> THE PROBLEM: Below are some records. How many of their lines contain the string "inflatable"? Answer with the number alone.

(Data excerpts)

╭──

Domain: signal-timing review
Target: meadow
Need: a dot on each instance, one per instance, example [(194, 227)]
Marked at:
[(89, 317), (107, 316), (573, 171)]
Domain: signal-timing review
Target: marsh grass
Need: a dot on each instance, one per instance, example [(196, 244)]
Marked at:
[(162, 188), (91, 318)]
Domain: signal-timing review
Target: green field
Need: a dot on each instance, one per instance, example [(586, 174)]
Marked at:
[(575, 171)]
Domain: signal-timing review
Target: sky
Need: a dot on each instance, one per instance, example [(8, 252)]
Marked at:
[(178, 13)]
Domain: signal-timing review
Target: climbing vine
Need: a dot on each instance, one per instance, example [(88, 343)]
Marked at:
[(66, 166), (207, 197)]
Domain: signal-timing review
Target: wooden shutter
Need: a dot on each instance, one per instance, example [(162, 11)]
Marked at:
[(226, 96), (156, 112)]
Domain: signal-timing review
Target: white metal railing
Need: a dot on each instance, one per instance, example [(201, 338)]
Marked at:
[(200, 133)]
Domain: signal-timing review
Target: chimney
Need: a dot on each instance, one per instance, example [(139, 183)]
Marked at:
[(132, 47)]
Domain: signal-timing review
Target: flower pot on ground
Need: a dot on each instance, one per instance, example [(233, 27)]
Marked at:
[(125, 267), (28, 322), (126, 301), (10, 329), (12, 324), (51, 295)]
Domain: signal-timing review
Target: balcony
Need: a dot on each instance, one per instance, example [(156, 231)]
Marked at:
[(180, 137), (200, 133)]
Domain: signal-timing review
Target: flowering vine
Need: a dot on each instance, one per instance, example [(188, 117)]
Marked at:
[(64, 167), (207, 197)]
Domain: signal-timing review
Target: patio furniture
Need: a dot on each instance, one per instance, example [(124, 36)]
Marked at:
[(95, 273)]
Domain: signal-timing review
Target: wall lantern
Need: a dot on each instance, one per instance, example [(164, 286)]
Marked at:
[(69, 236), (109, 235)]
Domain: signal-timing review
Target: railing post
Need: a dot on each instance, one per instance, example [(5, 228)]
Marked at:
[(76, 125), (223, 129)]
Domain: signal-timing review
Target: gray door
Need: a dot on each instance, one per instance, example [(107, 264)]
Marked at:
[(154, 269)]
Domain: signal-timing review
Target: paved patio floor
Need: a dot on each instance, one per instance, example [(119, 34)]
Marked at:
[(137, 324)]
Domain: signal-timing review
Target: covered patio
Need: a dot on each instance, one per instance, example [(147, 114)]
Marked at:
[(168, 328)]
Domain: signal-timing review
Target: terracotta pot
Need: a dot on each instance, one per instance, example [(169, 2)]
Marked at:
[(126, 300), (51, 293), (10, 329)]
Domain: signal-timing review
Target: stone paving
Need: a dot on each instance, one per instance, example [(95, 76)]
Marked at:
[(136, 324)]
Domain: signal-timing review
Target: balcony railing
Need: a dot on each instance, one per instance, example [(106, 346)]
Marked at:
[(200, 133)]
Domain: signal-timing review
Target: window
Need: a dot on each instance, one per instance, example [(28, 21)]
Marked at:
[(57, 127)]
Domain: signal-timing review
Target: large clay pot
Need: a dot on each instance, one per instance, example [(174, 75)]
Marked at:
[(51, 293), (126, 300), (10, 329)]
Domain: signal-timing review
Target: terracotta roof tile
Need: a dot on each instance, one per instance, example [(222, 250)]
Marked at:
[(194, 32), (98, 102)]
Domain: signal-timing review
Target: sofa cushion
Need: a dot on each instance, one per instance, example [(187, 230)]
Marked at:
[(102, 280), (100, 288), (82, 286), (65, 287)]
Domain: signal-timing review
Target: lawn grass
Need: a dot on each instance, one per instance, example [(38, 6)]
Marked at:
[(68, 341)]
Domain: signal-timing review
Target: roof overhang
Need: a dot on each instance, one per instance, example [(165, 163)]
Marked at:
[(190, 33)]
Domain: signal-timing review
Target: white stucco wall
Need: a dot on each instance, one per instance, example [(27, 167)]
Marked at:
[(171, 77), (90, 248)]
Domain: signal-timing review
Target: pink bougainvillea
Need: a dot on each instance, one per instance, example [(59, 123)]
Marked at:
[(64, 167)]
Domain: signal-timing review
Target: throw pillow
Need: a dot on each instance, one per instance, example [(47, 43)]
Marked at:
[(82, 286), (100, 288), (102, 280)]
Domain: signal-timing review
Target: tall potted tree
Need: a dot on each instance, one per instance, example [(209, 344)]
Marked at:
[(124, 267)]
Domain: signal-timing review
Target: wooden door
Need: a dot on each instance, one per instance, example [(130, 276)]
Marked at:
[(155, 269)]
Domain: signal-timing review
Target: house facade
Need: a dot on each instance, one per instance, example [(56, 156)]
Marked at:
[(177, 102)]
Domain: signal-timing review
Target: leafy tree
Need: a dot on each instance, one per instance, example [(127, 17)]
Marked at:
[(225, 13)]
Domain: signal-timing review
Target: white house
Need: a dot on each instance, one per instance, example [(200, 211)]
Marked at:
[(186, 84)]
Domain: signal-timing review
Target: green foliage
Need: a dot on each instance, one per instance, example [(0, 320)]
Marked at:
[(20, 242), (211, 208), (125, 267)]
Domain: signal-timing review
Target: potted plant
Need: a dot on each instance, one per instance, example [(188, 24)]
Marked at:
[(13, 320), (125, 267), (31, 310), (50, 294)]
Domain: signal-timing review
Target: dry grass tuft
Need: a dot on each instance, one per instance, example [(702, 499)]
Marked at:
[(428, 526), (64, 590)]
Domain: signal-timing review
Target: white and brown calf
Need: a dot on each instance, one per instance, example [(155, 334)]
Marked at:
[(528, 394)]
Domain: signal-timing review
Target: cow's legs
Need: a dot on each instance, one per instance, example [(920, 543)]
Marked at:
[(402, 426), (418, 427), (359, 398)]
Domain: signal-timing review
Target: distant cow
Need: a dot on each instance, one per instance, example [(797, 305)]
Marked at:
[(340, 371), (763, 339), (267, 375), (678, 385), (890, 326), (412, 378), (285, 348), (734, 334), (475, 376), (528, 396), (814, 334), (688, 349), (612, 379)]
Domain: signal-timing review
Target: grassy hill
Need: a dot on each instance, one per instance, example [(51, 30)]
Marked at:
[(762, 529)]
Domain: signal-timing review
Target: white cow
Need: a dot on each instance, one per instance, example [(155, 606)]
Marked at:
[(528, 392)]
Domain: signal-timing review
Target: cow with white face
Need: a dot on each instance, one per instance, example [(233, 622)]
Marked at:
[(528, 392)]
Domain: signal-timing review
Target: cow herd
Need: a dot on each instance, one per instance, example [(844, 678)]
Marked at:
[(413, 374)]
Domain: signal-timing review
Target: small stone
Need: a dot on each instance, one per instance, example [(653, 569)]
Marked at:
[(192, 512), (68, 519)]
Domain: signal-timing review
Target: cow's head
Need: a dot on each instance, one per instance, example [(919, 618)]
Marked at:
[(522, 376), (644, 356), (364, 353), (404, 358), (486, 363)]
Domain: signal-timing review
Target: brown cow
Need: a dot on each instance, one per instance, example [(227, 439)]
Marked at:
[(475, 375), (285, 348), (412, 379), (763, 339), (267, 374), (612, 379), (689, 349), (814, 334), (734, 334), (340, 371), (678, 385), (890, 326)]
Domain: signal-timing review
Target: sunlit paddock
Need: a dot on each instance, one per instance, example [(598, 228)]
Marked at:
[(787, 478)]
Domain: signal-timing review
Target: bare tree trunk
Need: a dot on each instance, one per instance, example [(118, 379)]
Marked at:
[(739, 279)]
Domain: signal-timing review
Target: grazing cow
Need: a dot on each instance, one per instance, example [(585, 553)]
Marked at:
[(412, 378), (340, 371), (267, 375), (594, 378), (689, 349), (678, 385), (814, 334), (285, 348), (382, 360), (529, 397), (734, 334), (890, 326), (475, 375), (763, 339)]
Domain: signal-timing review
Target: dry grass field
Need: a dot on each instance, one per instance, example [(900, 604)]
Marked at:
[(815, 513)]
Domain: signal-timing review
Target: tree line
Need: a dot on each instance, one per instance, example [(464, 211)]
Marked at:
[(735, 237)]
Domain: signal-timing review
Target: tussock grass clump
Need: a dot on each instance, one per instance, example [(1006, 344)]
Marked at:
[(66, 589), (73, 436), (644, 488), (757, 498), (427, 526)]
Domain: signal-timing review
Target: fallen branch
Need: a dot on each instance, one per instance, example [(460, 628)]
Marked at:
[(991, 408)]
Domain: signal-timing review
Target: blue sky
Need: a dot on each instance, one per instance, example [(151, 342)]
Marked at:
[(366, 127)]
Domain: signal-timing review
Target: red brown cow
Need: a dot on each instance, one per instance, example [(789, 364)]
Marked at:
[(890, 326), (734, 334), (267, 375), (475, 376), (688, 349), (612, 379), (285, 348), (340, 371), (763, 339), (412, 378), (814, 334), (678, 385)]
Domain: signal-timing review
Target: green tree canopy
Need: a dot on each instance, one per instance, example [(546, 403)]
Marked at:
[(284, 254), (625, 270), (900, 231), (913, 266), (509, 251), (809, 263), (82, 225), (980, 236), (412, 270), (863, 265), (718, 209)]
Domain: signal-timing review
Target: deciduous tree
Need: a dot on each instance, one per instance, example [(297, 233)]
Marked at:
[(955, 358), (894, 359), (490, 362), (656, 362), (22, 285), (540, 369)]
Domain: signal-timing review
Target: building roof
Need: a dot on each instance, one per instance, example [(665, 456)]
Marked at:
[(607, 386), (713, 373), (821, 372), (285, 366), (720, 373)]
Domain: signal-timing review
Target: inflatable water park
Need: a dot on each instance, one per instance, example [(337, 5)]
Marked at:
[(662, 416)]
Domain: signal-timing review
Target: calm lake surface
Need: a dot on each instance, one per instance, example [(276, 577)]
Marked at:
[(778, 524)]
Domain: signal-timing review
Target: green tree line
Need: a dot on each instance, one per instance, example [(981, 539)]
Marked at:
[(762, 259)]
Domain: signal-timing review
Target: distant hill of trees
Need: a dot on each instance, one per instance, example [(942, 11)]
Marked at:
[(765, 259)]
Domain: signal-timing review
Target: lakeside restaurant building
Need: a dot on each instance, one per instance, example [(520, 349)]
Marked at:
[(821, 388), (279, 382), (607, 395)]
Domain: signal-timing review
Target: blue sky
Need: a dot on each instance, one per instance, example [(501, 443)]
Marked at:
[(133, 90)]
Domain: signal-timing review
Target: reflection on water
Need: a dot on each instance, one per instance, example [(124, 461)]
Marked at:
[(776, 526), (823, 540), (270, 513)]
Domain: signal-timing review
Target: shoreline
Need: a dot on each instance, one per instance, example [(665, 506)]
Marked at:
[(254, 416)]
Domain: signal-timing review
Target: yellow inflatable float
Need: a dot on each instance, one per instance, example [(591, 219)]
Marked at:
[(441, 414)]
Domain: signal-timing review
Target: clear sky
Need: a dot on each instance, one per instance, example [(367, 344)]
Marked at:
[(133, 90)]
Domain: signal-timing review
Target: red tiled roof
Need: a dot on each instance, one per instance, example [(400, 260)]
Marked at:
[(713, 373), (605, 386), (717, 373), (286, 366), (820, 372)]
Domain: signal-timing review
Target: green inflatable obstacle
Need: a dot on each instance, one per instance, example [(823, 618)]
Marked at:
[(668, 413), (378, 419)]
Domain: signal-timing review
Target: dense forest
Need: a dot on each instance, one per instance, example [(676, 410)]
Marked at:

╰──

> RESPONSE BELOW: 3